TAREFAS A CUMPRIR:
**A.** Segundo o texto citado, qual será o déficit de professores no Brasil em 2040 se nada mudar?
**B.** Reescreva de forma mais curta o parágrafo do texto citado que começa com "O grande desafio, portanto", mantendo suas ideias principais.
**C.** Liste todas as características que, segundo o texto citado, o uso excessivo dos dispositivos móveis tem produzido nos jovens.

TEXTO CITADO:
Não o bastante, o professor acumula agora mais uma função: a posição de fiscalizar o uso das tecnologias para garantir que elas sejam usadas de forma construtiva para o aprendizado. Uma tarefa que, teoricamente, deveria ser compartilhada com e por todos os pais, mas que, na prática, acaba recaindo sobre seus ombros.
Augusto Cury, em seus livros e palestras, reforça que o papel de educar, no sentido de formar o caráter, desenvolver valores e habilidades emocionais, é dever da família. A escola, cada vez mais servindo de terceirizadora da criação, deveria restringir-se ao papel de ensinar.
E aí entra a polêmica do celular. Se antes as crianças podiam registrar qualquer evento suspeito ou momento desconfortável na escola, com a proibição dos aparelhos móveis, muitos pais passaram a ver isso como uma ameaça. Como saber se algum professor cometeu algo errado? Como garantir que não haja injustiças? O celular virou um tipo de “filtro de segurança”, como se fosse a única ferramenta que poderia garantir que nada fosse encoberto. E, de fato, muito é encoberto: o uso em excesso dos dispositivos móveis tem criado jovens cada vez mais isolados, distraídos e menos capazes de se concentrar nas interações reais e significativas. São tempos sombrios onde a pergunta que fica é: se não confiarmos nos professores, em quem poderemos confiar? A meu ver, este é um passo grotesco e potencialmente sem volta.
O grande desafio, portanto, não está em buscar um culpado, mas em entender que a educação é um esforço coletivo. Os professores não são os únicos responsáveis pelos problemas da sala de aula, e os pais não podem simplesmente terceirizar a criação dos filhos e esperar que a escola resolva tudo. Se realmente queremos que as coisas melhorem, o primeiro passo precisa ser a confiança mútua — e não a busca incansável por um culpado. Com pesquisas apontando que, em 2040, o Brasil enfrentará um déficit de 235 mil professores se nada mudar, a pergunta deixará de ser: “De quem é a culpa?” e passaremos a questionar: “Quem irá educar nossos filhos?”.

LISTAGEM:
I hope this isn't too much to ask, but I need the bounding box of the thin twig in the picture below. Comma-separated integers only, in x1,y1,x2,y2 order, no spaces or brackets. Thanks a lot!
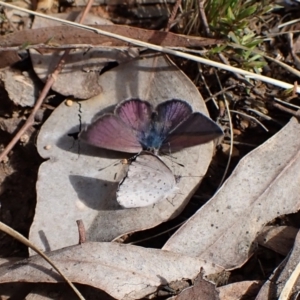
204,84,237,102
0,1,300,93
76,220,86,244
230,109,269,132
165,0,182,32
198,64,219,109
273,103,299,119
0,222,84,300
0,0,94,162
215,71,233,190
273,97,300,109
199,0,212,37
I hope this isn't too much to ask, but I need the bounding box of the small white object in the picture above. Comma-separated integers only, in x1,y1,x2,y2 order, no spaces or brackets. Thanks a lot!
117,152,176,208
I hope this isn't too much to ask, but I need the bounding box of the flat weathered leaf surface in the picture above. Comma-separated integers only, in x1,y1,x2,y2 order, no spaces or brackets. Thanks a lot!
29,56,213,250
173,273,220,300
218,281,267,300
0,243,222,299
163,118,300,269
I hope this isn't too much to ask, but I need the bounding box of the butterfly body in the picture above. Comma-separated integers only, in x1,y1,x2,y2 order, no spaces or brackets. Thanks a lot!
80,99,223,153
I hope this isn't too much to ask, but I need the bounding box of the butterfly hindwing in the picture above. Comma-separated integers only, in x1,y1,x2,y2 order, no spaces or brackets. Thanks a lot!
80,114,142,153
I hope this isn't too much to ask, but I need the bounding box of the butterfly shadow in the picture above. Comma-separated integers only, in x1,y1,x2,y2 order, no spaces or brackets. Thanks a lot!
69,175,123,211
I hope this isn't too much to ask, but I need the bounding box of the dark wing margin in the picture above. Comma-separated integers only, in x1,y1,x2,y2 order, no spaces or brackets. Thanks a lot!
160,112,223,152
79,114,142,153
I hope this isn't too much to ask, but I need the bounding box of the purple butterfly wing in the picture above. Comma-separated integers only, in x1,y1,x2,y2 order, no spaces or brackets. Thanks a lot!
160,112,223,152
115,99,153,132
79,114,142,153
156,99,193,136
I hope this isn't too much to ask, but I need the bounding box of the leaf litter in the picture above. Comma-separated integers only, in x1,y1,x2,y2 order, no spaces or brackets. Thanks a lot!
2,1,299,299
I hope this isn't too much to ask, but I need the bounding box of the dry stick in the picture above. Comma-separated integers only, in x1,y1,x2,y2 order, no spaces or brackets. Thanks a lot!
0,222,84,300
0,0,300,93
273,102,299,119
0,0,94,162
76,219,86,244
199,0,212,37
165,0,182,32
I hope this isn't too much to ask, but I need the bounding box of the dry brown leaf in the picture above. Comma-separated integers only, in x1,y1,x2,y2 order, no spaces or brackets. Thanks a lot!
257,226,298,256
174,272,220,300
29,55,213,250
218,280,267,300
163,118,300,269
0,243,222,299
0,68,41,107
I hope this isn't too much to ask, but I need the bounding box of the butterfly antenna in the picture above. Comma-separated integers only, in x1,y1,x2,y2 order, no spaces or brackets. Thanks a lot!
98,159,126,171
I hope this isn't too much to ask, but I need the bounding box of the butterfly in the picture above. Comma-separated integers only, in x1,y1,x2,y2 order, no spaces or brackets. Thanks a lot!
79,99,223,154
117,151,178,208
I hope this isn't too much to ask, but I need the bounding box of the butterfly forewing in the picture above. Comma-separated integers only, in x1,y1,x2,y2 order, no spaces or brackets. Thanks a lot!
160,112,223,152
117,153,176,208
115,99,153,131
156,99,193,136
80,114,142,153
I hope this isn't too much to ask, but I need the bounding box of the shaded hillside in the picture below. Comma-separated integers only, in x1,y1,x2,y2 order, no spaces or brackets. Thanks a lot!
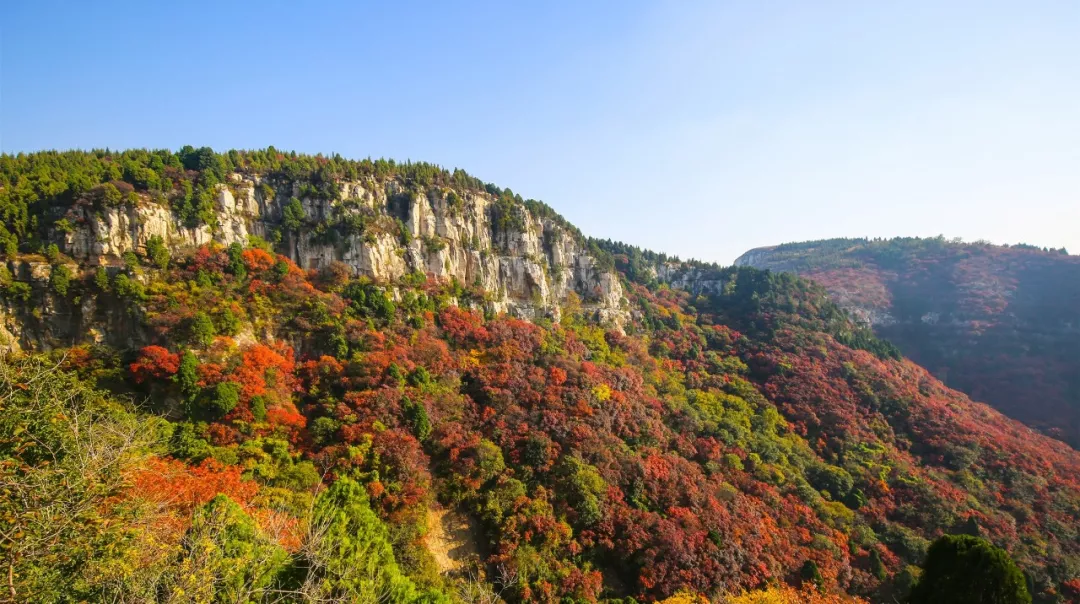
737,238,1080,445
0,153,1080,604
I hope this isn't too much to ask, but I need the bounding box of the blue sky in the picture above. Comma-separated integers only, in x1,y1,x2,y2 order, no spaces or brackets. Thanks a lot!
0,0,1080,264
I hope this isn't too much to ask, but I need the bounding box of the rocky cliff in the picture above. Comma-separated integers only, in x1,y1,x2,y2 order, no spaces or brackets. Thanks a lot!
0,173,627,348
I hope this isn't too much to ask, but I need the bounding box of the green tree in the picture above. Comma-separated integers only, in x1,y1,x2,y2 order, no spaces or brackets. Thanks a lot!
206,381,240,417
0,358,154,602
173,350,199,418
146,234,170,270
49,265,72,296
164,495,288,604
226,243,247,279
402,397,431,442
45,243,60,264
295,478,449,604
188,311,217,348
908,535,1031,604
94,267,109,292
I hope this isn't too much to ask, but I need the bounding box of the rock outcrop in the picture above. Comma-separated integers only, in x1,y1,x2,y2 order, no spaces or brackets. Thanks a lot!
56,174,626,327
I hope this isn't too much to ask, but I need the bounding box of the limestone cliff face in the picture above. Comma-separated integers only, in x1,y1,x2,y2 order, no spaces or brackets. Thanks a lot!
57,174,626,327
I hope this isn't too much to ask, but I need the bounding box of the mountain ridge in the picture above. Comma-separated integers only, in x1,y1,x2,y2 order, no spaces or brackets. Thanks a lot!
735,238,1080,445
0,148,1080,604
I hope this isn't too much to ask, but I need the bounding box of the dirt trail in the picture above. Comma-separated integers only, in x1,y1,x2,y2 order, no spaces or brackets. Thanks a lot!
427,505,480,573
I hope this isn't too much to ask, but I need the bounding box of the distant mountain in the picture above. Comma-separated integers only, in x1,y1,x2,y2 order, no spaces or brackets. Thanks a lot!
735,238,1080,446
0,152,1080,604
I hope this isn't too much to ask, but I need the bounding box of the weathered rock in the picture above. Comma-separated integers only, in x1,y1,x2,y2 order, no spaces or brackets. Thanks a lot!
57,174,626,327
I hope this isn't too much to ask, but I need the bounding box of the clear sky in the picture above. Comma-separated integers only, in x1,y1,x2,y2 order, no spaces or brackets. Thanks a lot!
0,0,1080,264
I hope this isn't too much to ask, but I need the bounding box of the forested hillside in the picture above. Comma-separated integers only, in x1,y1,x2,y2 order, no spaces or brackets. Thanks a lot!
0,149,1080,604
737,238,1080,446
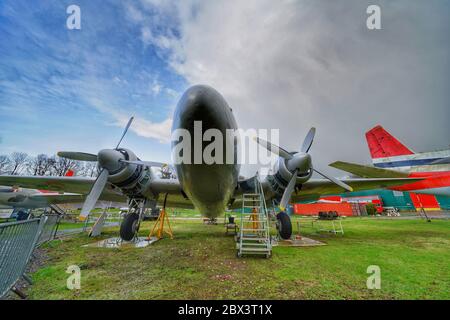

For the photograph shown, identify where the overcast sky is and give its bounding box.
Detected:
[0,0,450,175]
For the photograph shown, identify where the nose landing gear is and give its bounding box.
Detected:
[277,211,292,240]
[120,198,146,241]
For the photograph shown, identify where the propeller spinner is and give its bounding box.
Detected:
[58,117,134,220]
[256,127,353,211]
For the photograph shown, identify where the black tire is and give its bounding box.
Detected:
[277,211,292,240]
[120,213,139,241]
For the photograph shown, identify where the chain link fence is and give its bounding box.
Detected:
[0,216,48,297]
[37,214,61,246]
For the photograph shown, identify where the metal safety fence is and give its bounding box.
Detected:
[0,216,48,297]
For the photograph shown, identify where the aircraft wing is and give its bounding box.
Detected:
[291,178,422,202]
[150,178,194,209]
[329,161,408,178]
[0,176,126,203]
[0,176,194,208]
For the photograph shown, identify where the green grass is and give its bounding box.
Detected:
[28,218,450,299]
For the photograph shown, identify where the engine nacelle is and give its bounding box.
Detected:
[267,157,313,197]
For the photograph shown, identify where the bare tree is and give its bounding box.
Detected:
[0,154,11,174]
[80,161,98,177]
[10,152,28,175]
[52,157,80,177]
[28,154,55,176]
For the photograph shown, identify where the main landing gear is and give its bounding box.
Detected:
[120,198,146,241]
[277,211,292,240]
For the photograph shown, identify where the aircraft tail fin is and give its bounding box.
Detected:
[366,125,414,159]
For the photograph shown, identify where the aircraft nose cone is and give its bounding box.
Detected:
[98,149,125,174]
[287,153,311,172]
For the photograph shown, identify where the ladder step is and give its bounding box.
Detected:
[241,248,270,252]
[242,242,269,248]
[242,237,269,241]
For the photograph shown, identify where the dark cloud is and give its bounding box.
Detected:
[142,0,450,173]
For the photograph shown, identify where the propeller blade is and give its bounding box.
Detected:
[119,159,167,167]
[80,169,109,221]
[300,127,316,153]
[255,137,292,160]
[313,169,353,192]
[57,151,97,161]
[116,117,134,149]
[280,170,297,211]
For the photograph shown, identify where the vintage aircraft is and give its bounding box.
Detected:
[0,85,420,240]
[0,170,86,209]
[330,125,450,196]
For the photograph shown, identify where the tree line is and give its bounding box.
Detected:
[0,152,98,177]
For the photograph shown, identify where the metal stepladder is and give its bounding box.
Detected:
[236,175,272,258]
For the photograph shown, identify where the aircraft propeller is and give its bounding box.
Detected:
[256,127,353,211]
[58,117,163,220]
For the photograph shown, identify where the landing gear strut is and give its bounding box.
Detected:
[120,198,146,241]
[277,211,292,240]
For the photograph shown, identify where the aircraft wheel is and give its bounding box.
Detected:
[277,211,292,240]
[120,213,139,241]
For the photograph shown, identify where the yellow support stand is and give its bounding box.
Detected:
[148,208,173,240]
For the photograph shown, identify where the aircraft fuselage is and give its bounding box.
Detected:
[172,85,240,218]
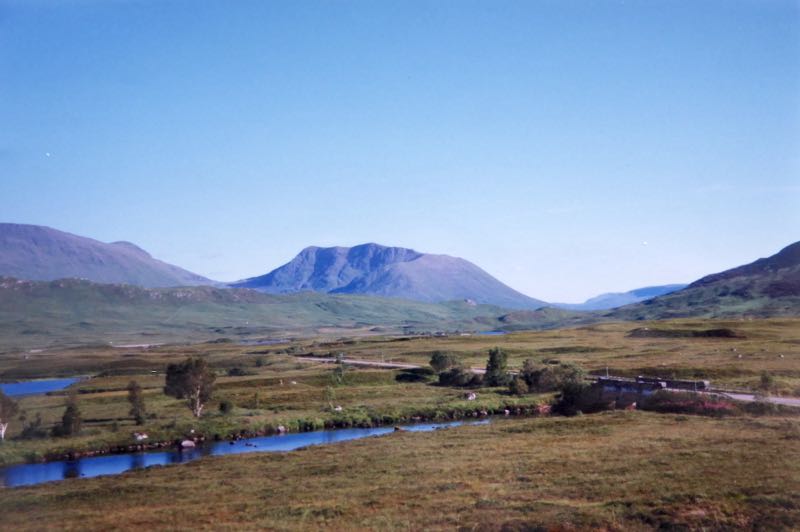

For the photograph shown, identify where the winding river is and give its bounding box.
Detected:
[0,419,489,487]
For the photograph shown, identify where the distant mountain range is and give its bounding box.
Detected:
[231,244,547,309]
[551,284,688,311]
[0,223,216,287]
[0,224,800,329]
[0,230,800,348]
[0,277,512,352]
[608,242,800,319]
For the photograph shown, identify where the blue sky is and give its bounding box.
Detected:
[0,0,800,301]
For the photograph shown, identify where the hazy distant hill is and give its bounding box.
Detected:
[0,277,508,349]
[606,242,800,319]
[552,284,687,310]
[232,244,546,309]
[0,223,214,287]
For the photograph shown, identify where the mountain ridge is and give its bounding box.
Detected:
[230,243,546,309]
[0,223,218,288]
[552,284,688,311]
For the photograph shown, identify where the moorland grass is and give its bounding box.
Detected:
[0,412,800,530]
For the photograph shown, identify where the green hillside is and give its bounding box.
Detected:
[0,278,520,349]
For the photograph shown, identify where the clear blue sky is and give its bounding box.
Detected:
[0,0,800,301]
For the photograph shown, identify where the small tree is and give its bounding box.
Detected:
[508,376,528,395]
[53,394,83,436]
[430,351,459,373]
[128,381,147,425]
[331,363,347,386]
[483,347,510,386]
[164,357,216,417]
[0,390,19,441]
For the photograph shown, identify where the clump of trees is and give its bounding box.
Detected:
[439,366,483,388]
[430,351,483,388]
[128,381,147,425]
[53,393,83,436]
[483,347,511,386]
[430,351,461,373]
[510,359,586,394]
[164,357,216,417]
[0,390,19,441]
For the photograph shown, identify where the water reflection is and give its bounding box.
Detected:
[0,419,489,487]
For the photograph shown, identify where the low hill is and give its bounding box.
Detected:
[0,277,520,349]
[0,223,215,287]
[603,242,800,320]
[553,284,687,311]
[231,244,546,309]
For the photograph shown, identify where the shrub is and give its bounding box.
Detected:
[430,351,460,373]
[439,367,483,388]
[19,412,47,440]
[53,395,83,436]
[520,360,586,393]
[219,399,233,414]
[483,347,510,386]
[508,376,528,395]
[128,381,147,425]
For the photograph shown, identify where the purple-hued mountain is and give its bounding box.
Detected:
[232,244,546,309]
[0,223,218,288]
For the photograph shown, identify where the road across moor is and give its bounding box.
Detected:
[295,356,800,408]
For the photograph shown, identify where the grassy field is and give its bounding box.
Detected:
[0,319,800,530]
[0,412,800,530]
[0,319,800,463]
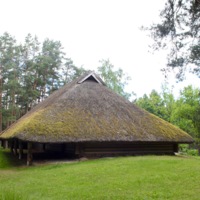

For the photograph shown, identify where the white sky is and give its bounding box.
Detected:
[0,0,199,97]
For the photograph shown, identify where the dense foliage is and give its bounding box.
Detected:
[0,33,84,129]
[0,33,130,131]
[135,85,200,138]
[147,0,200,80]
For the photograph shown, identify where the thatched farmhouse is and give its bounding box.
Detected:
[0,72,193,164]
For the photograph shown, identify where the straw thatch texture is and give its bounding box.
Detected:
[0,74,193,143]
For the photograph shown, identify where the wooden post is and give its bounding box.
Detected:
[19,141,23,160]
[10,140,14,154]
[14,139,17,156]
[4,140,8,149]
[27,142,33,166]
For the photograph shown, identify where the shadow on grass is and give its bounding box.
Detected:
[0,148,26,169]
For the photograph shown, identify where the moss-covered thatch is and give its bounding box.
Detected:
[0,73,193,143]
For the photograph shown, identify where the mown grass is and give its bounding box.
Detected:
[0,150,200,200]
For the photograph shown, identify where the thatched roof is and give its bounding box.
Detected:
[0,72,193,143]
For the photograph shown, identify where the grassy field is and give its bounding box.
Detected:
[0,150,200,200]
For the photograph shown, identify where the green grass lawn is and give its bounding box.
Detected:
[0,150,200,200]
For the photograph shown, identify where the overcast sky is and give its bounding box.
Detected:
[0,0,198,97]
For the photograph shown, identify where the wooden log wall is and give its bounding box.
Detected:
[79,142,178,156]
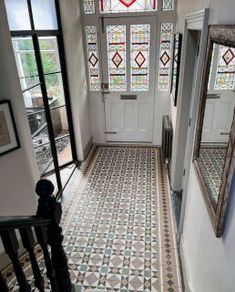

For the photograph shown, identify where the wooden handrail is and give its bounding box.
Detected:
[0,216,51,231]
[0,179,74,292]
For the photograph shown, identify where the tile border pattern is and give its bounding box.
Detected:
[3,145,182,292]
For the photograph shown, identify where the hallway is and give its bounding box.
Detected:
[5,146,181,292]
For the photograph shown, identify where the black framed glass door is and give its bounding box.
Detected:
[5,0,77,193]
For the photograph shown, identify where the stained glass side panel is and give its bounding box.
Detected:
[83,0,95,14]
[215,45,235,90]
[158,23,173,91]
[85,26,100,91]
[106,25,127,91]
[162,0,174,11]
[100,0,157,13]
[131,24,150,91]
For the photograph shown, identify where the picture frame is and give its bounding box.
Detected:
[171,33,182,106]
[193,25,235,238]
[0,100,20,156]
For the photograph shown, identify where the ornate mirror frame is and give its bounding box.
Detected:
[171,33,182,106]
[193,25,235,237]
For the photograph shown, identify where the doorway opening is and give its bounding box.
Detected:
[81,0,175,143]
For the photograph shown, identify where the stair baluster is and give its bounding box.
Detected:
[35,226,58,292]
[36,180,72,292]
[0,229,31,292]
[19,227,44,292]
[0,272,9,292]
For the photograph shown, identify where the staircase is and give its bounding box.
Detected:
[0,180,73,292]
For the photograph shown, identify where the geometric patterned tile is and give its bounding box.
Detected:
[3,145,181,292]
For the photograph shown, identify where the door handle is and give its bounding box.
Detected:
[121,94,137,100]
[220,132,230,136]
[207,93,220,99]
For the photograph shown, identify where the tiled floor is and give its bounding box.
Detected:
[4,146,182,292]
[198,146,227,203]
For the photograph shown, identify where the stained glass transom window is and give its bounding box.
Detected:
[162,0,174,11]
[83,0,95,14]
[100,0,157,13]
[215,45,235,90]
[106,25,127,91]
[131,24,150,91]
[158,23,173,91]
[85,26,100,91]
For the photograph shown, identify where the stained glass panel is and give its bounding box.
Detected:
[131,24,150,91]
[100,0,157,13]
[215,46,235,90]
[106,25,127,91]
[83,0,95,14]
[162,0,174,11]
[85,26,100,91]
[158,23,173,91]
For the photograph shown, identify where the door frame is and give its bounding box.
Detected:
[79,0,178,145]
[171,8,209,291]
[98,13,158,144]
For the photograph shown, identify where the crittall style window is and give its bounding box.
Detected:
[82,0,175,92]
[5,0,76,191]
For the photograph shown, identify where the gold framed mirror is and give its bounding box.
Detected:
[193,25,235,237]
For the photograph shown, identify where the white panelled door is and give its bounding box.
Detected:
[100,16,156,142]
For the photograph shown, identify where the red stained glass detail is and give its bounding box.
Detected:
[119,0,137,7]
[222,48,235,66]
[135,52,146,68]
[112,52,122,68]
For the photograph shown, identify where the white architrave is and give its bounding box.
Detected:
[171,8,209,286]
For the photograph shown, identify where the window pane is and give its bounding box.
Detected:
[100,0,157,13]
[106,25,127,91]
[215,45,235,90]
[158,23,173,91]
[45,73,65,108]
[51,106,69,138]
[39,37,61,74]
[5,0,31,30]
[33,124,50,148]
[131,24,150,91]
[12,37,39,91]
[83,0,95,14]
[85,26,100,91]
[27,110,47,136]
[33,127,53,174]
[31,0,58,30]
[162,0,174,11]
[23,85,44,111]
[55,136,73,166]
[39,37,65,107]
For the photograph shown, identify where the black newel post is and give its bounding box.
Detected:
[0,271,9,292]
[36,179,72,292]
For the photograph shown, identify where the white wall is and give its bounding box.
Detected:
[181,167,235,292]
[60,0,91,160]
[171,0,235,292]
[0,1,38,216]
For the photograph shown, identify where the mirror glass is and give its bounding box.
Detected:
[198,43,235,205]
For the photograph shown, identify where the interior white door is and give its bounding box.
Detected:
[101,16,156,142]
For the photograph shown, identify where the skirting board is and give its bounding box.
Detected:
[83,137,93,161]
[179,234,193,292]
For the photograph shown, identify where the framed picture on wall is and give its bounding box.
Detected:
[171,33,182,106]
[0,100,20,156]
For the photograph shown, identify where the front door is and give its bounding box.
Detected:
[100,16,156,142]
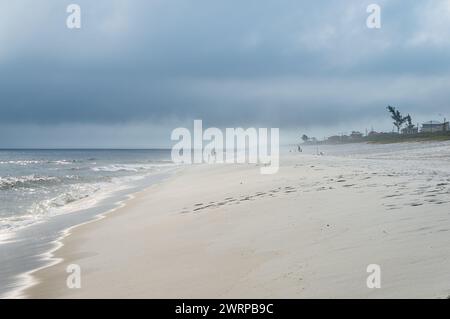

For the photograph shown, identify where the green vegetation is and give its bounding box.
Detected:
[302,105,450,144]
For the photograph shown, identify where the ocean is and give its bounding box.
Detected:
[0,150,176,297]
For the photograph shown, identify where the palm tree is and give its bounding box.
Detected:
[387,105,407,133]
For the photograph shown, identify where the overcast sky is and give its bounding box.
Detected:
[0,0,450,147]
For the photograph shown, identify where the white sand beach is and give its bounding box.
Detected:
[23,144,450,298]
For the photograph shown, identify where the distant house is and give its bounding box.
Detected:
[421,121,449,133]
[402,126,419,134]
[350,131,363,140]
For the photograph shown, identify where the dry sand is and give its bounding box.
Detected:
[25,155,450,298]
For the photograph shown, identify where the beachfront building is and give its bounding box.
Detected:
[402,126,419,134]
[421,121,449,133]
[350,131,363,140]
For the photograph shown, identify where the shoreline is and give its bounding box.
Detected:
[25,152,450,298]
[0,168,180,299]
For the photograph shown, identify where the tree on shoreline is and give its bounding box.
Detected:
[387,105,411,133]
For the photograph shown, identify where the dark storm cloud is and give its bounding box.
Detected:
[0,0,450,132]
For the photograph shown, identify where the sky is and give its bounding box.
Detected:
[0,0,450,148]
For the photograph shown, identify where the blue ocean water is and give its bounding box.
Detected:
[0,150,175,296]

RESPOSTAS POR TAREFA:
**A.** Um déficit de 235 mil professores.

**B.** O desafio não é achar um culpado, e sim entender que a educação é um esforço coletivo. Os professores não respondem sozinhos pelos problemas da sala de aula, e os pais não podem terceirizar a criação dos filhos para a escola. Para melhorar, o primeiro passo é a confiança mútua. Como as pesquisas apontam um déficit de 235 mil professores no Brasil em 2040 se nada mudar, a pergunta deixará de ser "De quem é a culpa?" e passará a ser "Quem irá educar nossos filhos?".

**C.**
- Cada vez mais isolados
- Distraídos
- Menos capazes de se concentrar nas interações reais e significativas